Task brief:
Update the lines below by swapping "taillight" for "headlight" and keeping everything else unchanged.

Stored records:
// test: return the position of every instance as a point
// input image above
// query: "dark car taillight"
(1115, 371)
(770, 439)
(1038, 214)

Answer to this exercise:
// test: return the position of every instance as a point
// input image above
// query: "dark car headlight"
(1115, 371)
(770, 439)
(1038, 214)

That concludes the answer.